→ **Exercise prompt**: Once the line containing "task | point to each instance of the trifoliate" is found in the entries below, reproduce it and every line after it, stopping at and including the line containing "task | point to each instance of the bouquet"; reproduce nothing else, and keep each line exact.

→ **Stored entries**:
================

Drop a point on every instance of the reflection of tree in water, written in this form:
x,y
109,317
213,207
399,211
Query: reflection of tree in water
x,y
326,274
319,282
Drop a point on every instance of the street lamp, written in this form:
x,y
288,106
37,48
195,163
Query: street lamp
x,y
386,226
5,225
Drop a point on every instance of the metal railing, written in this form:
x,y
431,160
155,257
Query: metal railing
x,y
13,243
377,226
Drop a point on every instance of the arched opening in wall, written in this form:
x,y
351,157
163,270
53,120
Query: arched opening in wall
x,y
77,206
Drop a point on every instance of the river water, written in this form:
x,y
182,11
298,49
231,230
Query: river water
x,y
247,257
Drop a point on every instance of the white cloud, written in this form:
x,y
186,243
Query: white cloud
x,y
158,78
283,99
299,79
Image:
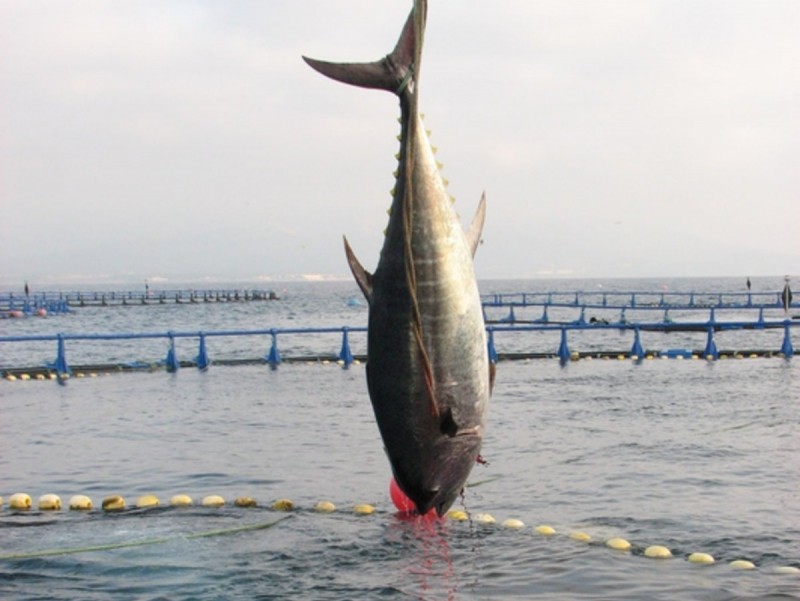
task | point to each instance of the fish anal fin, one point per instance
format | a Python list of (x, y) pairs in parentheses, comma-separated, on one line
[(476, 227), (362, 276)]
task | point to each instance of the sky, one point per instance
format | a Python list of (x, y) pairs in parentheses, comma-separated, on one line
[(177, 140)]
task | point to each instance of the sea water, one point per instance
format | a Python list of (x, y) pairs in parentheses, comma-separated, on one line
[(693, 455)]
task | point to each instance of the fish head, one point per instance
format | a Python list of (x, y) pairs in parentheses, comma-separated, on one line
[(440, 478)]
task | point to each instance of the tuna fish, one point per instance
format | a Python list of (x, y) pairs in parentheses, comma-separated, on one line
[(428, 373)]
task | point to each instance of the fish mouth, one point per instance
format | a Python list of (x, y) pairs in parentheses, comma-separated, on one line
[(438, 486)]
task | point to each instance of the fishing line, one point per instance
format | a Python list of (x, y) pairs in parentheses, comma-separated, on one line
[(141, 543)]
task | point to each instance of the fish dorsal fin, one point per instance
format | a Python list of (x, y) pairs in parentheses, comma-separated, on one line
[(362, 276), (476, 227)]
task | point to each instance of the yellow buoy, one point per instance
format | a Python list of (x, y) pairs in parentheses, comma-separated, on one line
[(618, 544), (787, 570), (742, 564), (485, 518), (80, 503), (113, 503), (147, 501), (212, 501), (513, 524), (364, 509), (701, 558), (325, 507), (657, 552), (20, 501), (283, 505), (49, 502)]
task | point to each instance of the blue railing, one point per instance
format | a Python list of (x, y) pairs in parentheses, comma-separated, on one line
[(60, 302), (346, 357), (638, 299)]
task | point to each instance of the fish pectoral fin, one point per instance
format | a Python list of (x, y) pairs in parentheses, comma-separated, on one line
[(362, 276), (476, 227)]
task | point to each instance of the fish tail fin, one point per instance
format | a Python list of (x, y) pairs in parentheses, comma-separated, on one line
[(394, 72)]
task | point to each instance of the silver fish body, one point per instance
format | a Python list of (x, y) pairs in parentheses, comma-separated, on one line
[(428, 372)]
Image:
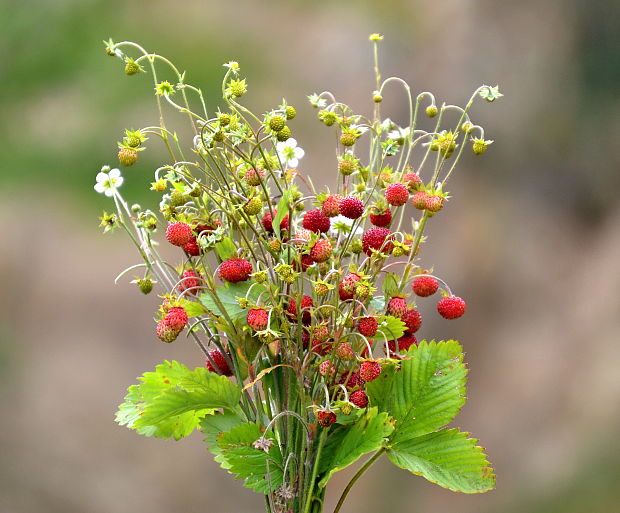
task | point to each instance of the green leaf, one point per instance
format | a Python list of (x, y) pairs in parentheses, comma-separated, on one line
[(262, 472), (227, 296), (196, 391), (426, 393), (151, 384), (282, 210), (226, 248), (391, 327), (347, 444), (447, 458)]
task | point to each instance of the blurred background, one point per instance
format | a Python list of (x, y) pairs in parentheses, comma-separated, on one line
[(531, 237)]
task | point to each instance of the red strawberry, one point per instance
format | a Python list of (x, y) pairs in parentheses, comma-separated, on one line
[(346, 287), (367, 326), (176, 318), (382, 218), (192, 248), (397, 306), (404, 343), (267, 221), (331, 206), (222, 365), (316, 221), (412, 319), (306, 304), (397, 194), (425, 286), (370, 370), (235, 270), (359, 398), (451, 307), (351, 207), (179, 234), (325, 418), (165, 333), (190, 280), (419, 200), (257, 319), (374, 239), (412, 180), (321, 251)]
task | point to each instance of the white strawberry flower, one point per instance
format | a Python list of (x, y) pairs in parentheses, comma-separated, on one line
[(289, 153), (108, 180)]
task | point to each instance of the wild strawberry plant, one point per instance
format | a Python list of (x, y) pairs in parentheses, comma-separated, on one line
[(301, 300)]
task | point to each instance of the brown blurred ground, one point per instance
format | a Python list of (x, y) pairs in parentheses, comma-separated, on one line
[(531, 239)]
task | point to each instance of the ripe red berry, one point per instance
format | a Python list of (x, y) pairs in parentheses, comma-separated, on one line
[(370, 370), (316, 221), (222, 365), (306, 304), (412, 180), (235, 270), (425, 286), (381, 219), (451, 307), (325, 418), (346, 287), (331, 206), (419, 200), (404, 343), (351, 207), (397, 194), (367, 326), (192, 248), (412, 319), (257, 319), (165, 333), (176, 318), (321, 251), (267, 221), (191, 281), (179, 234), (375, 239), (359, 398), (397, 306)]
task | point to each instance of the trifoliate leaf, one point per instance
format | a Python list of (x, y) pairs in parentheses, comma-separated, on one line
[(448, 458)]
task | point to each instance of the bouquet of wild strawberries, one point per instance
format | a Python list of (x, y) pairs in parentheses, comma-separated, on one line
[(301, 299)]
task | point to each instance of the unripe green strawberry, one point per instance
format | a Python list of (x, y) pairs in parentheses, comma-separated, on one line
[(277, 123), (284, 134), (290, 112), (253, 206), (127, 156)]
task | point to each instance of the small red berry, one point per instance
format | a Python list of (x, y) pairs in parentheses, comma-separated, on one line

================

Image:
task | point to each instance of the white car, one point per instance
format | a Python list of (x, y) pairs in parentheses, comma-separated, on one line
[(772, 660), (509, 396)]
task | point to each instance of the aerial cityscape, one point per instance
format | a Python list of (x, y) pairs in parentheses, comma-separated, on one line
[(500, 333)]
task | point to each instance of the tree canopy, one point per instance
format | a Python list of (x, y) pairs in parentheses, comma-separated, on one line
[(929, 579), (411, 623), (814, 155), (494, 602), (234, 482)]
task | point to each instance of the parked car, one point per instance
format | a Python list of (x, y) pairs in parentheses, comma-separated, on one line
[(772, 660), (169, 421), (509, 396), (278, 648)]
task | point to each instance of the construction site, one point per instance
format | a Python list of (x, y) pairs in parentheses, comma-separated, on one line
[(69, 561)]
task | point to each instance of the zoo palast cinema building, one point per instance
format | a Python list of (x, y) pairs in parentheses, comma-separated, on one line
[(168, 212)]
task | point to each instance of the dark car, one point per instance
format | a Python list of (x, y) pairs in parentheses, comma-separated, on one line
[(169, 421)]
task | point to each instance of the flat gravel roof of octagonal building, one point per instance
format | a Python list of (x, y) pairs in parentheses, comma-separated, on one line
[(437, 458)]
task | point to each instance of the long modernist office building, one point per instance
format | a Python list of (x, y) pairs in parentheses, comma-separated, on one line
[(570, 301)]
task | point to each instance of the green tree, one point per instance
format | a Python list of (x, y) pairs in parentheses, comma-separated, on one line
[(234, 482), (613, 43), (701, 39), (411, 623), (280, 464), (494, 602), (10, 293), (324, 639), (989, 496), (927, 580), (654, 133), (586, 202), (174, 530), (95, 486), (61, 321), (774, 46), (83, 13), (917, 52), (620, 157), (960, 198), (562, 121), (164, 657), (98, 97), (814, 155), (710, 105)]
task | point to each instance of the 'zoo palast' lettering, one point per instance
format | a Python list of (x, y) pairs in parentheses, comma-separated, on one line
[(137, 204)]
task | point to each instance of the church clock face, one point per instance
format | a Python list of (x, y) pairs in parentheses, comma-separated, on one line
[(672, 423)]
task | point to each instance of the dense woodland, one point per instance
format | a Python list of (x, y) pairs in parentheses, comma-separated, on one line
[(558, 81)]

================

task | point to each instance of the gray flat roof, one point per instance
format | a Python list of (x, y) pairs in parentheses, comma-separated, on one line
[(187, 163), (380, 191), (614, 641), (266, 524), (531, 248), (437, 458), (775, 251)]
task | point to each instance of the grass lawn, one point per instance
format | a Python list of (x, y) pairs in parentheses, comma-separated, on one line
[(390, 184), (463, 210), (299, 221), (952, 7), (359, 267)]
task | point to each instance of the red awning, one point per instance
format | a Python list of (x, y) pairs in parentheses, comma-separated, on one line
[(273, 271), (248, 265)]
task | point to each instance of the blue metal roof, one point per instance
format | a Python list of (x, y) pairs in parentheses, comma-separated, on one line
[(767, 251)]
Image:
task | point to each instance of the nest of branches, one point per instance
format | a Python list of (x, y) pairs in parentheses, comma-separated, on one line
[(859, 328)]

================

→ **Solution**:
task | point to each instance of the trifoliate leaf, one point per instance
format | a Python list of (x, y) pairs in parentheses, comma-separated, on one line
[(448, 458)]
task | point to each instance of the bouquet of wild strawberries, one point per instance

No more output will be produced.